[START OF Dataset records]

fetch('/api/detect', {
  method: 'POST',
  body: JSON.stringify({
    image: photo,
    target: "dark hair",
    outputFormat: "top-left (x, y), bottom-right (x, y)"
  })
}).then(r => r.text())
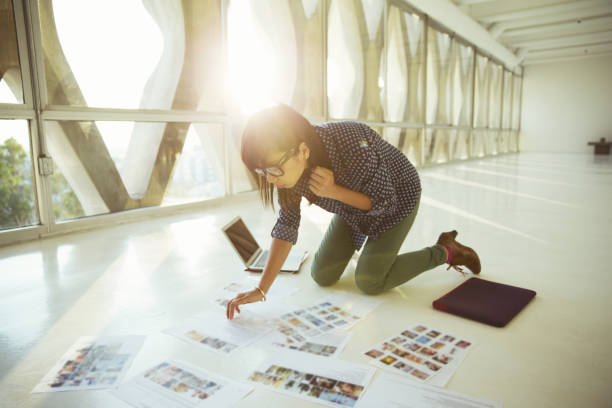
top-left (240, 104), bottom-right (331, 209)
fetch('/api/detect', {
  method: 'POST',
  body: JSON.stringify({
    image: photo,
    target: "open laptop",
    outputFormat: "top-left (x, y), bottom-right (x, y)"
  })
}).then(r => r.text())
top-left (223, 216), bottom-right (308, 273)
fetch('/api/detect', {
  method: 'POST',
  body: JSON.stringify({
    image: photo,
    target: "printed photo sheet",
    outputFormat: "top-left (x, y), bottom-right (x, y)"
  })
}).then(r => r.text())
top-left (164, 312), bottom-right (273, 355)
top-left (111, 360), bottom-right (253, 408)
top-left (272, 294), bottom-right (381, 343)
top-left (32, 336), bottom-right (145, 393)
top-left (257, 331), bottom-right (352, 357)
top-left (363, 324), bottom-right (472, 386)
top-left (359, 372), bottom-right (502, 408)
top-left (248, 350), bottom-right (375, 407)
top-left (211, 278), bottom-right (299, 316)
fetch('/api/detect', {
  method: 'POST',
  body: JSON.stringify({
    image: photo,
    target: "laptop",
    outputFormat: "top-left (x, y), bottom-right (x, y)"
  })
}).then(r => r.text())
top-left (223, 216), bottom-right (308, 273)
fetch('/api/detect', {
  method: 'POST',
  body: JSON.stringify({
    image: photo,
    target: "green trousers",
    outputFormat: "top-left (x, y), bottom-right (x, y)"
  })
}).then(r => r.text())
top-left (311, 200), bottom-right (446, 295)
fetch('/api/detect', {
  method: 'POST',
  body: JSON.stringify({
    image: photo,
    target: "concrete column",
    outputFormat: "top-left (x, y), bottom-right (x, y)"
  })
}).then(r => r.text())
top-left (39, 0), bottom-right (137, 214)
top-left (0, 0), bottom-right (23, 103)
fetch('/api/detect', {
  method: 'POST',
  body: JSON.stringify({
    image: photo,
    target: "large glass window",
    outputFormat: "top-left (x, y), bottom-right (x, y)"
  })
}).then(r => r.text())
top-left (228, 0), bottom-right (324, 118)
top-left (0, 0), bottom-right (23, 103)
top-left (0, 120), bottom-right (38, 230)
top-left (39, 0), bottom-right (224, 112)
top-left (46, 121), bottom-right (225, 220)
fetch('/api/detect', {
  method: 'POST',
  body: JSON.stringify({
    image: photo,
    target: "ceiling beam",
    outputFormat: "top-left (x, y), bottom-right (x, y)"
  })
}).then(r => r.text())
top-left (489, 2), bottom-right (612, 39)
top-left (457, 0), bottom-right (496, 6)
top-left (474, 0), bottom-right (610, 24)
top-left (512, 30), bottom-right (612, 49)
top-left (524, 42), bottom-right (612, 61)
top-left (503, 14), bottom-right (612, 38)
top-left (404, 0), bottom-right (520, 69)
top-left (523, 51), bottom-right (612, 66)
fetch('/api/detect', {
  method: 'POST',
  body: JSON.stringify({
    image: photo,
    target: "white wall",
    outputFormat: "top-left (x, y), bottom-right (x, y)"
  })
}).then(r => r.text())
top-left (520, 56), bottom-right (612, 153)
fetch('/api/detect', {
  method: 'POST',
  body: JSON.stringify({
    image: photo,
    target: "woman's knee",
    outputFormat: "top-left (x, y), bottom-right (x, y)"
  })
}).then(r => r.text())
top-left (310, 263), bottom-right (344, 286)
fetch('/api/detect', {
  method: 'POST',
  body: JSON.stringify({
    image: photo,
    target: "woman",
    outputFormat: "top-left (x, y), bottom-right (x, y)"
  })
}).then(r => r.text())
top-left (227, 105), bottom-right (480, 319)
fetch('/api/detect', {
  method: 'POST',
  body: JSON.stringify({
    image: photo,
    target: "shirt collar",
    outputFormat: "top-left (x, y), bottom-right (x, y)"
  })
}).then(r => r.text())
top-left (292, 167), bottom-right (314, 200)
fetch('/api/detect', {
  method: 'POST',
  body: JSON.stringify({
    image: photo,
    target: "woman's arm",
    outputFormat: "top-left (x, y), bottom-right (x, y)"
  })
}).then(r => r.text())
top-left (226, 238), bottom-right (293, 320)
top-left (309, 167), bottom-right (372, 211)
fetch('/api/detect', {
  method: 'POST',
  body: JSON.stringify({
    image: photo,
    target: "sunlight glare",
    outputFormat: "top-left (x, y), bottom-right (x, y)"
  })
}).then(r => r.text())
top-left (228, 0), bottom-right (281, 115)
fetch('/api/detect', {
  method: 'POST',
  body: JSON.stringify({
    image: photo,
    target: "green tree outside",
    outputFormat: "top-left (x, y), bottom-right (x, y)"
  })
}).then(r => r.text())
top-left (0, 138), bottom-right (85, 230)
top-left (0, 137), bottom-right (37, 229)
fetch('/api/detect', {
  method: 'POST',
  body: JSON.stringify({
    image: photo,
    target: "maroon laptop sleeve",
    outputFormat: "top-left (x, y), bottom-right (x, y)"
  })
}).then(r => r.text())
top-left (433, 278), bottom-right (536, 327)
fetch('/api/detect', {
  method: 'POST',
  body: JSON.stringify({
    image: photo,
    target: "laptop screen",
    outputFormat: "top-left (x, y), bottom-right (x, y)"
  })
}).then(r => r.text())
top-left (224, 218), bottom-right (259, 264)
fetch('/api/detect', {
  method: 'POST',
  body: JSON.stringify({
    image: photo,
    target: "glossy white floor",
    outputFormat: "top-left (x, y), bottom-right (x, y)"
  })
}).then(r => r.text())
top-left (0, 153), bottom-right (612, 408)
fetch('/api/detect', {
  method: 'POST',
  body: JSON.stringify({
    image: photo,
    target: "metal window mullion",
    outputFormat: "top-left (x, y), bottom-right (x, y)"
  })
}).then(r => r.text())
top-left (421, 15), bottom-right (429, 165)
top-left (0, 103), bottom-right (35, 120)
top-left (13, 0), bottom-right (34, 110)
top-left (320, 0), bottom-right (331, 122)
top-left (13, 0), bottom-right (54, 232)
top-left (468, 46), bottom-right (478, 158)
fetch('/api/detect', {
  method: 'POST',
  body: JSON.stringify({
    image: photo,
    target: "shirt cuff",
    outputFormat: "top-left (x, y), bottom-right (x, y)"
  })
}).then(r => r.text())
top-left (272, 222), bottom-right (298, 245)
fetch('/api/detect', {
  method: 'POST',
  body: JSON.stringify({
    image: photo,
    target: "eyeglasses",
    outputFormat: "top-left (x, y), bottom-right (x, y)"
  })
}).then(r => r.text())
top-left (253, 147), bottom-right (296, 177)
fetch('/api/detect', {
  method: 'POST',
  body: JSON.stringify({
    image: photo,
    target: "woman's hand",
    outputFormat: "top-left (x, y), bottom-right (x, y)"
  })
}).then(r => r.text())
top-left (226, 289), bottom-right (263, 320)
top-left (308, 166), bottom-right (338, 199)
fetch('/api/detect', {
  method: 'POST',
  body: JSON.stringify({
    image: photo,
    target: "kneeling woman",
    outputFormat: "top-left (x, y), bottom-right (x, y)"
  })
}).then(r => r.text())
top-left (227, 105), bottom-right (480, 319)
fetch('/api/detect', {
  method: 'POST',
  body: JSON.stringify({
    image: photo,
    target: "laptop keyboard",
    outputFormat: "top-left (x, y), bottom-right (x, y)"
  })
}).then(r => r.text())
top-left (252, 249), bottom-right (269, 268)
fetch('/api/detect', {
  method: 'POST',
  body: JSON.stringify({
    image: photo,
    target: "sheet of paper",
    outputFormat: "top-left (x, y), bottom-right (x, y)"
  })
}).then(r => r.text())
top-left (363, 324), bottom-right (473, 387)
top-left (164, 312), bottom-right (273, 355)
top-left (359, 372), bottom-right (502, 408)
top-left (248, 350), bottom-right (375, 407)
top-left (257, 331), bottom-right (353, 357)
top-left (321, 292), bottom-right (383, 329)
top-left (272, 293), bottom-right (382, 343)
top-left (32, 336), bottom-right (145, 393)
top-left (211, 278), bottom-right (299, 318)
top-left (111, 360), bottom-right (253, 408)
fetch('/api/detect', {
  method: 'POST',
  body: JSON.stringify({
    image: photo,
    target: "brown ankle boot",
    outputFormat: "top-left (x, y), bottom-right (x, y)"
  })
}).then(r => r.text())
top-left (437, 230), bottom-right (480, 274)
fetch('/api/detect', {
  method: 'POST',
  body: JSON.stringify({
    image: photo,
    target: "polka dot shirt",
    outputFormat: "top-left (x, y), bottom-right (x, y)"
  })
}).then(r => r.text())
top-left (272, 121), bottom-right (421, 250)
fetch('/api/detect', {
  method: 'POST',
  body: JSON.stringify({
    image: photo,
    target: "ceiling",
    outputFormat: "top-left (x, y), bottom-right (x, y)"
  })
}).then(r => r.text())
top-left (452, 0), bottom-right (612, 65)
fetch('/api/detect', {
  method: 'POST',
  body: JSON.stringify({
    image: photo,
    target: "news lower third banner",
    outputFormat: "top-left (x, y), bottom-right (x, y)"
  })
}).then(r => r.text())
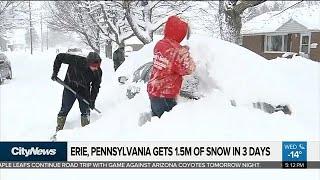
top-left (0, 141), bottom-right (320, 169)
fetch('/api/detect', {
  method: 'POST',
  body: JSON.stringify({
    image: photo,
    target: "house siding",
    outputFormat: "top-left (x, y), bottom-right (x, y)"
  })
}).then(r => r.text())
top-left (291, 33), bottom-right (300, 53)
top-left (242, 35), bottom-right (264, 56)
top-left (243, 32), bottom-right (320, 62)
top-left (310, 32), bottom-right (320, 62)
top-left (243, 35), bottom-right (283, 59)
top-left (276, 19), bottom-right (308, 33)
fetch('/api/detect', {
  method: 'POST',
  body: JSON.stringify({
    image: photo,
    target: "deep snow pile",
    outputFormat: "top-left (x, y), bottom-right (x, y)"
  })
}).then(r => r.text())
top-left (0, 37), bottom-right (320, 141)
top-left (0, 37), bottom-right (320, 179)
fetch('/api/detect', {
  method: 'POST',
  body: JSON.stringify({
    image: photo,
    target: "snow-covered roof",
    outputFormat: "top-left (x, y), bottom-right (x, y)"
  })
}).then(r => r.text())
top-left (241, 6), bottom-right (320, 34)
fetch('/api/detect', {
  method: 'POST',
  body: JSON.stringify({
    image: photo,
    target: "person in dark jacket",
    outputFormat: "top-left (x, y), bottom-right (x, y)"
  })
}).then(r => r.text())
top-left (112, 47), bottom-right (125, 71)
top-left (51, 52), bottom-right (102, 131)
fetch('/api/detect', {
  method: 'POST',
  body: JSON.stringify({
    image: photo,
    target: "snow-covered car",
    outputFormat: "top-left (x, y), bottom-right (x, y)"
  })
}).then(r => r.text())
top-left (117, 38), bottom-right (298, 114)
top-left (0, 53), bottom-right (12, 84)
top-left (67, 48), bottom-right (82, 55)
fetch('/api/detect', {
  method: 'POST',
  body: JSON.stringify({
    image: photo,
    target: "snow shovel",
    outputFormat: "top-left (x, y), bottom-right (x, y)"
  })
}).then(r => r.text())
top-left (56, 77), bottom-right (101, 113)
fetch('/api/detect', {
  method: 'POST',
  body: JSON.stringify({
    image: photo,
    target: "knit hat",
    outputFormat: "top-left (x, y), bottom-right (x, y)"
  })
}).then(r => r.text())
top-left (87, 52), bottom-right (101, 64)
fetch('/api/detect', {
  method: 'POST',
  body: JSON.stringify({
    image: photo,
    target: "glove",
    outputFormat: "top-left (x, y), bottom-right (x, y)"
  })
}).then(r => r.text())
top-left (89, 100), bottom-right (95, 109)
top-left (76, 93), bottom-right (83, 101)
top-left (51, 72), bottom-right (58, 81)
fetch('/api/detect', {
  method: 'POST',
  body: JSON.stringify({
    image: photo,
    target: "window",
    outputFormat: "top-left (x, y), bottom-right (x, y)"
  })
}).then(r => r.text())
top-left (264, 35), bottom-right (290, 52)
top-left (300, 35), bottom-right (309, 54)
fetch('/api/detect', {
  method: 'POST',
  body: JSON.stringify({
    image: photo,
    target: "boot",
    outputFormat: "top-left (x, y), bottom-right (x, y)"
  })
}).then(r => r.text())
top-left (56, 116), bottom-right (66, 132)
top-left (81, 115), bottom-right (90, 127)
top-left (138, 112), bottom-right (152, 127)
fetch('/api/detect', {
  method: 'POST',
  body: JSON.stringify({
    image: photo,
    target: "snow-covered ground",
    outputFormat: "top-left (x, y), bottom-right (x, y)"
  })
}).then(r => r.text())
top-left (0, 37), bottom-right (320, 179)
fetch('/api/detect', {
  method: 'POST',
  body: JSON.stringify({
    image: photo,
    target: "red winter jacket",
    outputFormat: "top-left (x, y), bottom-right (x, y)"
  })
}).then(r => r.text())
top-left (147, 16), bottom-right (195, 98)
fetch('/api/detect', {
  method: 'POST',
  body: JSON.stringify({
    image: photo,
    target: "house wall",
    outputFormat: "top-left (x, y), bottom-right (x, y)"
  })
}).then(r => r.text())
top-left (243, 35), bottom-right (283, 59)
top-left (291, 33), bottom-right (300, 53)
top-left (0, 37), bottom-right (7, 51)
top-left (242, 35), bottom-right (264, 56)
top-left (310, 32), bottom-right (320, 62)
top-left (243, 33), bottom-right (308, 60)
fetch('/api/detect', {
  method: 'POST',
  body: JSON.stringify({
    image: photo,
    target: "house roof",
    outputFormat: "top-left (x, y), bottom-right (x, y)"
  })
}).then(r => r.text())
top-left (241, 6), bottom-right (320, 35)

[END OF Dataset records]

Your objective
Please report how many lines in the listing above contain the word "covered", and give only that number.

Solution
3